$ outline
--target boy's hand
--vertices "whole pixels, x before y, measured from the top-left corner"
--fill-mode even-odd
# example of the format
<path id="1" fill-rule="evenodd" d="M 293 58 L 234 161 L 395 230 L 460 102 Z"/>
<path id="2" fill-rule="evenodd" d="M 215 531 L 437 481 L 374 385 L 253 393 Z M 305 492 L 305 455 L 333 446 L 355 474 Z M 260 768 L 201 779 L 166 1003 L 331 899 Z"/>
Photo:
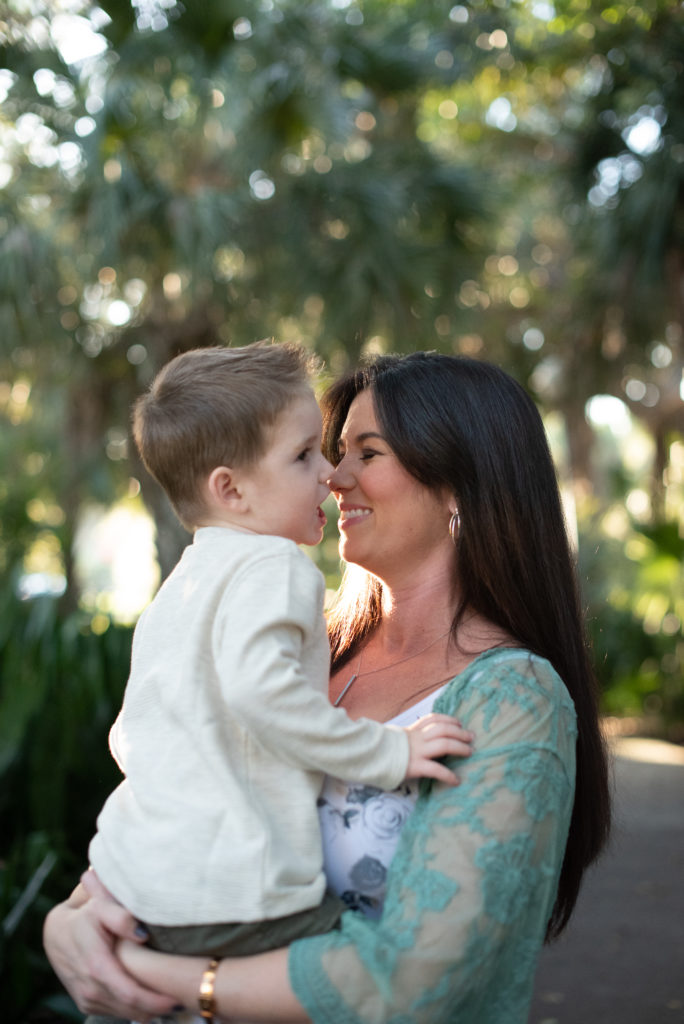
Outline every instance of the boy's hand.
<path id="1" fill-rule="evenodd" d="M 450 715 L 425 715 L 405 726 L 409 737 L 409 767 L 405 778 L 436 778 L 447 785 L 458 785 L 459 779 L 435 758 L 467 758 L 473 752 L 474 734 L 464 729 Z"/>

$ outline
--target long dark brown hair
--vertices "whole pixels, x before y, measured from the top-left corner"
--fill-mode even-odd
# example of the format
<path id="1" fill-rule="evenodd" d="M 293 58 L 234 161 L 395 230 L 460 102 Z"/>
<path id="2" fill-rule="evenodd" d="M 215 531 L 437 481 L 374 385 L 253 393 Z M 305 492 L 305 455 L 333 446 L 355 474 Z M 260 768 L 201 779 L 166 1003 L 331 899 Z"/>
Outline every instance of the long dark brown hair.
<path id="1" fill-rule="evenodd" d="M 555 938 L 570 918 L 586 867 L 607 840 L 610 796 L 574 559 L 542 418 L 524 389 L 490 364 L 435 352 L 379 356 L 323 397 L 324 452 L 333 463 L 349 407 L 367 388 L 404 469 L 458 500 L 454 635 L 466 610 L 479 612 L 547 658 L 574 702 L 574 805 L 547 931 L 547 939 Z M 382 584 L 355 567 L 352 574 L 354 586 L 343 580 L 329 618 L 334 668 L 381 617 Z"/>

■ **Written request**: Reproduce all of the entries above word for word, leaving out the pictures.

■ **Answer to the problem**:
$ outline
--target boy's hand
--vertices "whole pixels, x before y, measured from the top-left corner"
--fill-mode even-odd
# example of the format
<path id="1" fill-rule="evenodd" d="M 293 58 L 234 161 L 395 230 L 460 102 Z"/>
<path id="2" fill-rule="evenodd" d="M 215 531 L 437 481 L 374 385 L 253 393 Z M 305 492 L 305 455 L 333 446 L 355 474 Z M 260 768 L 201 779 L 166 1003 L 331 899 Z"/>
Photo:
Outline every instance of the boy's hand.
<path id="1" fill-rule="evenodd" d="M 450 715 L 425 715 L 405 726 L 409 737 L 409 767 L 405 778 L 436 778 L 447 785 L 458 785 L 459 779 L 435 758 L 467 758 L 473 752 L 474 734 L 464 729 Z"/>

$ outline
--target long dark brown hair
--vertices "whole pixels, x before y, measured from the top-left corner"
--fill-mode even-odd
# example of the format
<path id="1" fill-rule="evenodd" d="M 293 58 L 234 161 L 395 230 L 460 102 Z"/>
<path id="2" fill-rule="evenodd" d="M 215 531 L 437 481 L 374 385 L 253 393 Z M 305 492 L 305 455 L 333 446 L 355 474 Z M 260 768 L 201 779 L 166 1003 L 331 899 Z"/>
Outline every instance of the long dark brown hair.
<path id="1" fill-rule="evenodd" d="M 555 938 L 570 918 L 586 867 L 607 840 L 610 796 L 574 559 L 542 418 L 524 389 L 490 364 L 435 352 L 379 356 L 323 397 L 324 452 L 333 463 L 349 407 L 367 388 L 404 469 L 458 500 L 454 635 L 466 610 L 479 612 L 547 658 L 574 702 L 574 805 L 547 931 L 547 939 Z M 382 584 L 355 567 L 352 574 L 354 586 L 343 580 L 329 618 L 334 668 L 381 617 Z"/>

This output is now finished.